SOURCE TEXT:

The drive control system 150 serves to control movement of the vehicle 100. The drive control system 150 comprises a steering unit 152, a brake unit 154 and a throttle (or acceleration) unit 156, each of which may be implemented as software modules or control blocks within the drive control system 150. The steering unit 152, brake unit 154 and throttle unit 156 process, when in fully or semi-autonomous driving mode, received path information from a path planning module 174 stored in the memory 126 of the vehicle control system 115 and generate control signals to control the steering, braking and throttle of the vehicle 100, respectively to drive a planned path. The drive control system 150 may include additional components to control other aspects of the vehicle 100 including, for example, control of turn signals and brake lights.
The mechanical system 190 receives control signals from the drive control system 150 to operate the mechanical components of the vehicle 100.  The mechanical system 190 effects physical operation of the vehicle 100. The mechanical system 190 comprises an engine 192, a transmission 194 and wheels 196. The engine 192 may be a gasoline-powered engine, a battery-powered engine, a hybrid engine, an electric for example. Other components may be included in the mechanical system 190, including, for example, turn signals, brake lights, fans and windows.
A graphical user interface (GUI) may be rendered and displayed on the touchscreen 136 by the processor 102. A user may interact with the GUI using the touchscreen and optionally other input devices (e.g., buttons, dials) to display relevant information, such as navigation information, driving information, parking information, media player information, climate control information, etc. The GUI may comprise a series of traversable content-specific menus.

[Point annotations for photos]
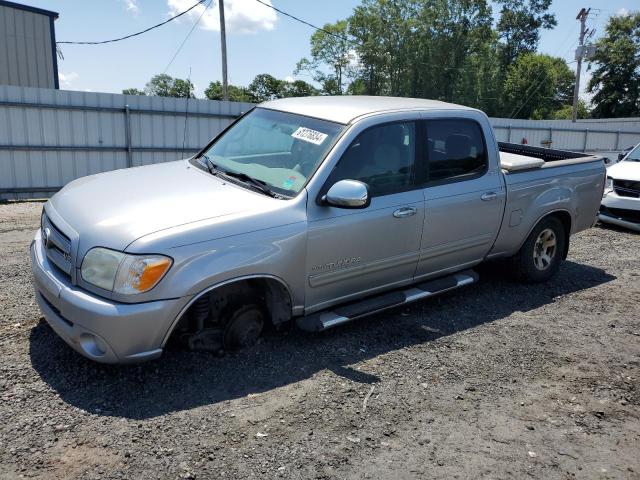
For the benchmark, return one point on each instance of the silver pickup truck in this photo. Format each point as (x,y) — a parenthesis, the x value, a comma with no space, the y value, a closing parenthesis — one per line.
(318,210)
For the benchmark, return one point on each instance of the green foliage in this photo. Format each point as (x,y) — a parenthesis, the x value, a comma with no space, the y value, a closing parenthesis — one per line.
(236,94)
(566,112)
(299,88)
(520,24)
(332,58)
(536,86)
(266,87)
(133,91)
(166,86)
(615,82)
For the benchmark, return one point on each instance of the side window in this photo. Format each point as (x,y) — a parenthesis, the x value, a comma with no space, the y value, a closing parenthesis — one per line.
(455,149)
(383,157)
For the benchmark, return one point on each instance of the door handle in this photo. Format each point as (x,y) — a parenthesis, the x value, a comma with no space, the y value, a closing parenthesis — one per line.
(488,196)
(405,212)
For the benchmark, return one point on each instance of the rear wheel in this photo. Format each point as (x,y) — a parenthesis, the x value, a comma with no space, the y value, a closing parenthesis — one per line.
(539,258)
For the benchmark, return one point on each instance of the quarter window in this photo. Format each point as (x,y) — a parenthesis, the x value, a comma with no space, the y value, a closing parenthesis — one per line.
(383,157)
(455,150)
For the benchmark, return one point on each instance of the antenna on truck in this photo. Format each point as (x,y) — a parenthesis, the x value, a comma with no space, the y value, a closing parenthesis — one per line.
(186,113)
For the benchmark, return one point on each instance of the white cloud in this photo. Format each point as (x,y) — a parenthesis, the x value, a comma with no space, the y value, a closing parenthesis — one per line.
(241,16)
(132,6)
(66,79)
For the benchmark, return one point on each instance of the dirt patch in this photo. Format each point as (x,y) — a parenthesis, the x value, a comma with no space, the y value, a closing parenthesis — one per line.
(497,380)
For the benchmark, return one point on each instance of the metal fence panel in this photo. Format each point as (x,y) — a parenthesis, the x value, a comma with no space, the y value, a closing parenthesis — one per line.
(51,137)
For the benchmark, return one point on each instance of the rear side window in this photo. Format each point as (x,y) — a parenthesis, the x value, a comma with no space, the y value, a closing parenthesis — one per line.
(383,157)
(455,150)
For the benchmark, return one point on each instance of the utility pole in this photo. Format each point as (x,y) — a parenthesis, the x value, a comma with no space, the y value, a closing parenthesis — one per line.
(582,16)
(223,43)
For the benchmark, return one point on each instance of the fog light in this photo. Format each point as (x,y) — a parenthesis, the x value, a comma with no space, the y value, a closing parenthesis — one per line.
(94,346)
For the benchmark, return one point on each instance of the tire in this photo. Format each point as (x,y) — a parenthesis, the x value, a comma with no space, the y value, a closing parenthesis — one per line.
(539,258)
(243,327)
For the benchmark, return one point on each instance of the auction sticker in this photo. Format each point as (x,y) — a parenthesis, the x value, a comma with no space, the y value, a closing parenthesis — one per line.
(308,135)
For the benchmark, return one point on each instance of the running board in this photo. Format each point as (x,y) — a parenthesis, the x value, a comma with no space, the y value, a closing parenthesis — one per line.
(351,311)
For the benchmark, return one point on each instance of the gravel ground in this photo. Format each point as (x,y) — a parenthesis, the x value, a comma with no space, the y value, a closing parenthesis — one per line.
(498,380)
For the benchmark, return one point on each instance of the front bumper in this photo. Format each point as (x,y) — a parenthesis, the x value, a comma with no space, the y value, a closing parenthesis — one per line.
(102,330)
(621,211)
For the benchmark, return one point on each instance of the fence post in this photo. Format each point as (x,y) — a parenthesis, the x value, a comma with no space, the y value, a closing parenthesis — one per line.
(127,134)
(586,135)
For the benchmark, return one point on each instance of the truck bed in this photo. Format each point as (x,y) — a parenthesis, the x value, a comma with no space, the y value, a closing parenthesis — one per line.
(516,158)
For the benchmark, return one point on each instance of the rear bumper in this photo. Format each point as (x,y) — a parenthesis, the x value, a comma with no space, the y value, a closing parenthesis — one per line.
(104,331)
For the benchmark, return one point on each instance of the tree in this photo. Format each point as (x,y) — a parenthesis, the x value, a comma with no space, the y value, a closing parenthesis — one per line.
(236,94)
(520,24)
(566,112)
(333,57)
(537,85)
(615,83)
(266,87)
(132,91)
(299,88)
(164,85)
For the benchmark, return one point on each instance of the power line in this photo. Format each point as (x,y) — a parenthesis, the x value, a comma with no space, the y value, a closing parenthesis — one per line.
(134,34)
(307,23)
(187,37)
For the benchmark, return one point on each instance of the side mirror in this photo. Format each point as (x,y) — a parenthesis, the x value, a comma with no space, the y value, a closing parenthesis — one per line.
(348,194)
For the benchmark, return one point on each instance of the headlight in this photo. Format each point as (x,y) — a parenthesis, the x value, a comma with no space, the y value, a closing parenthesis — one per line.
(123,273)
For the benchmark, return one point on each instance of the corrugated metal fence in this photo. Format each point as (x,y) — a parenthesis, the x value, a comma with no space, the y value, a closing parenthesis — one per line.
(50,137)
(609,135)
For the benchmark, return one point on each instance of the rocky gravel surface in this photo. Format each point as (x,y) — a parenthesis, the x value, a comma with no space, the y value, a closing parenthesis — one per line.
(497,380)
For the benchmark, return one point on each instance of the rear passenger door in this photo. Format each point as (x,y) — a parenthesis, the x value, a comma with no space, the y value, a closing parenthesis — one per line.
(464,195)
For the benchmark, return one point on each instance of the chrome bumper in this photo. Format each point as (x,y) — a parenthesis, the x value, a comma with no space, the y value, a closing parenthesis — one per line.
(104,331)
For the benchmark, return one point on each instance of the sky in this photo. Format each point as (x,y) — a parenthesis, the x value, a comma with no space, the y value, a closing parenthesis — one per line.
(259,40)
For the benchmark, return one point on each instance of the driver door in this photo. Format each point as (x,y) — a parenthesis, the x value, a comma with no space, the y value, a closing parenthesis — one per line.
(354,253)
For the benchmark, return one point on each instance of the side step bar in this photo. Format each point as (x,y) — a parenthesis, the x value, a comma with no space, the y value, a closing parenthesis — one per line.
(351,311)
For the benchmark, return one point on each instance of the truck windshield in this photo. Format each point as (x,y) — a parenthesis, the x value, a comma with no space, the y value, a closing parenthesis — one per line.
(278,150)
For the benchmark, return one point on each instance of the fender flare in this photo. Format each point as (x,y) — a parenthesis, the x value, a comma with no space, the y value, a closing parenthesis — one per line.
(215,286)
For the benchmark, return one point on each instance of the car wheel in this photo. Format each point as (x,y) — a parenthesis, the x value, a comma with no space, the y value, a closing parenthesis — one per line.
(243,327)
(539,258)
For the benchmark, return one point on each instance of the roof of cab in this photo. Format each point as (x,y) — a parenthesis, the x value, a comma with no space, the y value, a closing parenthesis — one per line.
(346,108)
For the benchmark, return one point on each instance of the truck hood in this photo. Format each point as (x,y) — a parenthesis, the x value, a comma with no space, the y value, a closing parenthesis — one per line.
(114,209)
(625,170)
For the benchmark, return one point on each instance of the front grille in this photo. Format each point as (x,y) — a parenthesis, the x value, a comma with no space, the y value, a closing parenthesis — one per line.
(627,188)
(632,216)
(57,245)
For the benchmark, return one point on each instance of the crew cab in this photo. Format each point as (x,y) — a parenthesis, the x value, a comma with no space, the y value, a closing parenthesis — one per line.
(316,210)
(621,200)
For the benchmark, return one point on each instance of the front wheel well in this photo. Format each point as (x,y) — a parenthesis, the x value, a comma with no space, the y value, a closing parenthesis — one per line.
(213,306)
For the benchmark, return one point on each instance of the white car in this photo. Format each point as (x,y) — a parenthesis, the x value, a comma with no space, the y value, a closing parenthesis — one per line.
(621,199)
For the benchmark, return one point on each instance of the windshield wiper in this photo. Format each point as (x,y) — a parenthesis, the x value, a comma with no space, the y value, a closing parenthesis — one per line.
(212,167)
(243,177)
(254,182)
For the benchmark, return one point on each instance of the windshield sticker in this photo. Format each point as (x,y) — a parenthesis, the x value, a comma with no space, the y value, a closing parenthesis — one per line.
(308,135)
(288,183)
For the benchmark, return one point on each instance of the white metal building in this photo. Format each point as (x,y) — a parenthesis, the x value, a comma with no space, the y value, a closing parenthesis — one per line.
(27,46)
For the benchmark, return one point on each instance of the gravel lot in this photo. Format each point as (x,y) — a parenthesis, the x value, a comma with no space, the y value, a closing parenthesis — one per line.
(498,380)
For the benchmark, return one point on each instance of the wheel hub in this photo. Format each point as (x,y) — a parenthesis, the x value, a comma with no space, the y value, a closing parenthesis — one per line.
(545,248)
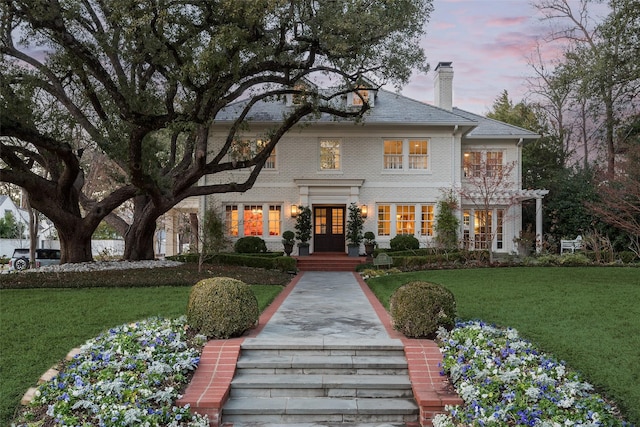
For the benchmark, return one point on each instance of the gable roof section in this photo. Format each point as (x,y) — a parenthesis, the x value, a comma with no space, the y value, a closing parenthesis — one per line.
(390,109)
(494,129)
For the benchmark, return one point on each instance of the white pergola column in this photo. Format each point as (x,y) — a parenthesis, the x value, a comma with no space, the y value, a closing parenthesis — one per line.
(539,230)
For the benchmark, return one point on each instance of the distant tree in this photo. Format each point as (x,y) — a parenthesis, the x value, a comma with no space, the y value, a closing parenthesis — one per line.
(9,227)
(618,203)
(141,82)
(601,61)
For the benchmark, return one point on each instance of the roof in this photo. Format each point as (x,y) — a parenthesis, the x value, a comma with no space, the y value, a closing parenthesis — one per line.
(490,128)
(391,109)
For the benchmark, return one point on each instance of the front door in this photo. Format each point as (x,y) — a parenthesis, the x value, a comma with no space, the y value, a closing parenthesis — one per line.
(328,226)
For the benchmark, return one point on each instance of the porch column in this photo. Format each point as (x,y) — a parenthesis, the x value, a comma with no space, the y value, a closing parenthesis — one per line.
(538,224)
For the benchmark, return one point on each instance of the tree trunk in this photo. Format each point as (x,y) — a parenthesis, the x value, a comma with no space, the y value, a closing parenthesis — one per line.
(194,235)
(139,240)
(75,242)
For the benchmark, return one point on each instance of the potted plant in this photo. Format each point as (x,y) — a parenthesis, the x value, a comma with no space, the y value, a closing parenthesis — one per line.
(369,242)
(354,230)
(288,240)
(303,229)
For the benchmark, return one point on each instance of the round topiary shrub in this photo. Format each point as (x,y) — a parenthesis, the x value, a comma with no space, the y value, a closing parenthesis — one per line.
(403,242)
(250,245)
(418,309)
(222,307)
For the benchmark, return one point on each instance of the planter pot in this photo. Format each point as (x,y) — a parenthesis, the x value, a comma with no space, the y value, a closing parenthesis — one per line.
(303,250)
(354,250)
(369,248)
(288,249)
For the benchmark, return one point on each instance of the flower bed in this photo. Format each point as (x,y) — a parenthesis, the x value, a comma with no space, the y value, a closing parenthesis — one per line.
(505,380)
(127,376)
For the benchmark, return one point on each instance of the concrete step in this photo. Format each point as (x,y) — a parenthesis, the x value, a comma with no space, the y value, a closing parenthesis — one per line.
(302,385)
(332,262)
(313,364)
(287,410)
(320,383)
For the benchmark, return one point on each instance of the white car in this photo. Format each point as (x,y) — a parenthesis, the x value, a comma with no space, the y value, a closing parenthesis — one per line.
(20,259)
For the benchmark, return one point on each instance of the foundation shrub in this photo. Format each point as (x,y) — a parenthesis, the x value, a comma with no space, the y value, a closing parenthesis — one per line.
(222,307)
(250,245)
(418,309)
(403,242)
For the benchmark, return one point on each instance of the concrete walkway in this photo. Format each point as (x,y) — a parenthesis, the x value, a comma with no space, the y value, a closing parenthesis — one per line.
(321,308)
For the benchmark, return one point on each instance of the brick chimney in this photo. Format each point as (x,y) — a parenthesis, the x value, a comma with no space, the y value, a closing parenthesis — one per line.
(443,86)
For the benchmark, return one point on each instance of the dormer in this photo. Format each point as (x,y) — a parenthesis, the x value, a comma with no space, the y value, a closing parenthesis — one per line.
(301,88)
(365,91)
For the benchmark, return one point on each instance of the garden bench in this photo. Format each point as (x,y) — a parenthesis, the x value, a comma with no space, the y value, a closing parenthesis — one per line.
(382,259)
(571,245)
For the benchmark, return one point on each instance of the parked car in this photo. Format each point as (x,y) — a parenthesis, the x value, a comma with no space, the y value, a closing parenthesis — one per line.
(20,259)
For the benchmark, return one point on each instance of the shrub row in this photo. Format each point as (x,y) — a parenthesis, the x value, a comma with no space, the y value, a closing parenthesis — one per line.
(268,260)
(184,275)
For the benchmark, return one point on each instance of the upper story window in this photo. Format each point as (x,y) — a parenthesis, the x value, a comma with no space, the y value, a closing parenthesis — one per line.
(360,97)
(406,154)
(246,149)
(478,163)
(330,154)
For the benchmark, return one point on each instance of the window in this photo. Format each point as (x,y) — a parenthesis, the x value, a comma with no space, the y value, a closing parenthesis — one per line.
(499,230)
(246,149)
(475,163)
(275,220)
(231,219)
(482,229)
(407,154)
(405,219)
(271,161)
(418,154)
(393,154)
(384,220)
(494,163)
(487,228)
(253,220)
(427,220)
(360,97)
(250,220)
(330,154)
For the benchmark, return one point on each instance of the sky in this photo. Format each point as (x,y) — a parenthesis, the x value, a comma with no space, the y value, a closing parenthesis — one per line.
(489,43)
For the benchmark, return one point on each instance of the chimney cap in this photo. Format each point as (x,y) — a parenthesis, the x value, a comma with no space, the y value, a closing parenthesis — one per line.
(443,65)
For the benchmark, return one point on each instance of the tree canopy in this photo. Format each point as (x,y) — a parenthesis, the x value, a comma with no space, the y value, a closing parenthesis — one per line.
(140,83)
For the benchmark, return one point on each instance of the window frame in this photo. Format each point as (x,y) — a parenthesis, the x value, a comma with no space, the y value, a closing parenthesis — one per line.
(408,159)
(338,141)
(482,163)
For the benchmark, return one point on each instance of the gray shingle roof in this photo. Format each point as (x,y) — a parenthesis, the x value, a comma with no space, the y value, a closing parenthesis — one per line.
(390,108)
(490,128)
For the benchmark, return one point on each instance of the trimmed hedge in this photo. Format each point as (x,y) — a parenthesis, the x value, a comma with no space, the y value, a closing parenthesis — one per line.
(222,307)
(418,309)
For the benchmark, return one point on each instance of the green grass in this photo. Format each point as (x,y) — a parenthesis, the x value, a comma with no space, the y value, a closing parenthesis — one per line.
(589,317)
(38,327)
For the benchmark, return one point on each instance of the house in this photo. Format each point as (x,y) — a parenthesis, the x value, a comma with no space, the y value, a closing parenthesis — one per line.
(395,165)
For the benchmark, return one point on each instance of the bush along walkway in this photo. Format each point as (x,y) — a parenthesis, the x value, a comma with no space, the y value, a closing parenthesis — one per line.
(324,352)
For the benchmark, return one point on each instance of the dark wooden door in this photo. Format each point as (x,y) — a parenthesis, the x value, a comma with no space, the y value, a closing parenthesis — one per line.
(328,228)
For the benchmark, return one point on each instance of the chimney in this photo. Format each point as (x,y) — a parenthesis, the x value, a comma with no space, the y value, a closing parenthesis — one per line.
(443,86)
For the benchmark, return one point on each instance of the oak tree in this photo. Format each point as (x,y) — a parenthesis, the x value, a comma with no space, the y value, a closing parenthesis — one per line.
(141,82)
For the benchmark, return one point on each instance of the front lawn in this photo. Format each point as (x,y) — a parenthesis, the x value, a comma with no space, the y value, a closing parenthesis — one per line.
(589,317)
(38,327)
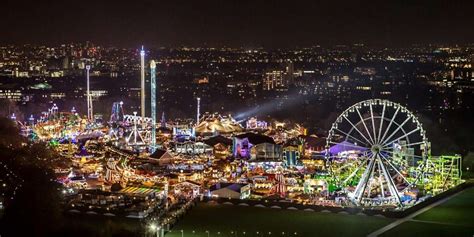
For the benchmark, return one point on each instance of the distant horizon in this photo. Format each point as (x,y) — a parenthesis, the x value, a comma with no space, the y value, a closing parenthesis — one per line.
(276,24)
(208,46)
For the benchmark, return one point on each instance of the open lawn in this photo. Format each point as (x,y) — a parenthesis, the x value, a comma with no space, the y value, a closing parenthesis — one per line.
(455,217)
(222,220)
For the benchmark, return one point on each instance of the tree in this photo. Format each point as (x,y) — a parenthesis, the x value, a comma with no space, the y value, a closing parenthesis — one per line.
(34,208)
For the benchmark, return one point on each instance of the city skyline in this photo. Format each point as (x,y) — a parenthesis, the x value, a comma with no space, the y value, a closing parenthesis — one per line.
(229,23)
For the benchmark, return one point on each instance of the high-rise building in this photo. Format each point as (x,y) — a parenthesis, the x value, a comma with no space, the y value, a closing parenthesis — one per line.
(273,80)
(279,79)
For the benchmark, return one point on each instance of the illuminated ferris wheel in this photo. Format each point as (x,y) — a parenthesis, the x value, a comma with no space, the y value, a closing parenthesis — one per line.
(372,150)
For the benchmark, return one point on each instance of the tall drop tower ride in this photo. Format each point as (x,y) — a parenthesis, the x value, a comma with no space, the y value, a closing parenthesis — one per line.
(198,114)
(90,115)
(142,75)
(153,105)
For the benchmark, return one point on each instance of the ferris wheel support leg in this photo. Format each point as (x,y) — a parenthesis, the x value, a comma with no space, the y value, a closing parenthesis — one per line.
(364,180)
(381,123)
(390,124)
(365,126)
(391,185)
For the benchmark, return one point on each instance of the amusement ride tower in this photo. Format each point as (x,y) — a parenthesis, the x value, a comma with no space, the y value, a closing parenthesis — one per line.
(153,105)
(90,115)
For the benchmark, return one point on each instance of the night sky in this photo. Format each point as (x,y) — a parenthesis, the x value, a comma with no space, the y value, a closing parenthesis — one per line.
(270,23)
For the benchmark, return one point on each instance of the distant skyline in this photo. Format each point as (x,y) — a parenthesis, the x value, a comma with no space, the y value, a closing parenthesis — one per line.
(237,23)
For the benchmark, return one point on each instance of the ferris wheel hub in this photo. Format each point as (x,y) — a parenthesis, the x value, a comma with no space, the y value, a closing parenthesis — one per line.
(376,148)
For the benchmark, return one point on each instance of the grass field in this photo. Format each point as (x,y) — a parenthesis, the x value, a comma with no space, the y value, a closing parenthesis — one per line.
(455,217)
(222,220)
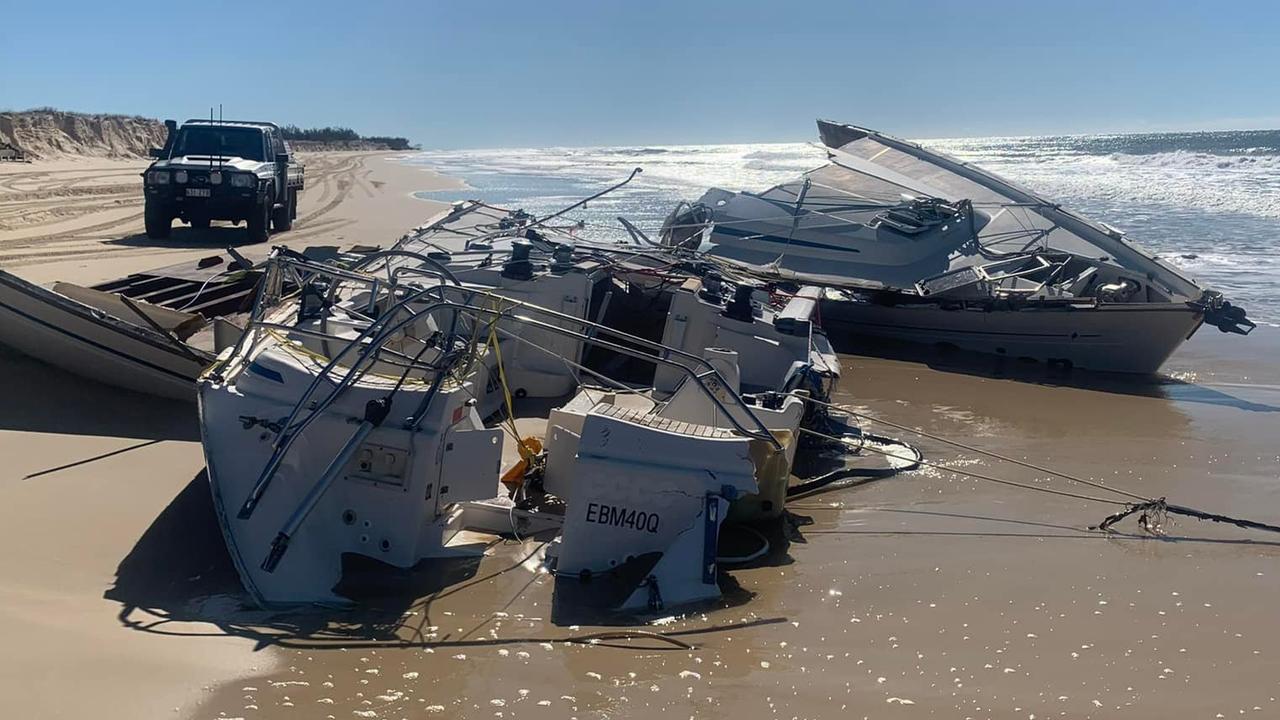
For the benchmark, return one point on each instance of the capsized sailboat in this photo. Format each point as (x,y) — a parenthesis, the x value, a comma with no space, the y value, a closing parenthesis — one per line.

REQUIRED TASKS:
(1) Translate this sentence from the passage on vehicle control systems into Spanish: "The mechanical system 190 comprises an engine 192, a transmission 194 and wheels 196."
(2) According to the passage on vehicle control systems, which three units make up the drive control system 150?
(3) Write out the passage on vehicle control systems word for word, starting at "A graphical us" and ending at "pecific menus.".
The records aren't needed.

ANSWERS TO EACH TASK:
(1) El sistema mecánico 190 comprende un motor 192, una transmisión 194 y ruedas 196.

(2) A steering unit 152, a brake unit 154 and a throttle (or acceleration) unit 156.

(3)
A graphical user interface (GUI) may be rendered and displayed on the touchscreen 136 by the processor 102. A user may interact with the GUI using the touchscreen and optionally other input devices (e.g., buttons, dials) to display relevant information, such as navigation information, driving information, parking information, media player information, climate control information, etc. The GUI may comprise a series of traversable content-specific menus.